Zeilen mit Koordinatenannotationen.
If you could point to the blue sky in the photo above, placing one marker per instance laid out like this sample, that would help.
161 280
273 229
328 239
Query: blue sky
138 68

Deine Aufgabe. Gib alle Zeilen oben erneut wieder und setze dabei überall „clear sky“ an die Stelle von „blue sky“. Alles andere bleibt unverändert.

Übungsergebnis.
If you could point to the clear sky in the photo above, placing one marker per instance laid out like this sample, that would help.
161 280
273 229
328 239
Query: clear sky
138 68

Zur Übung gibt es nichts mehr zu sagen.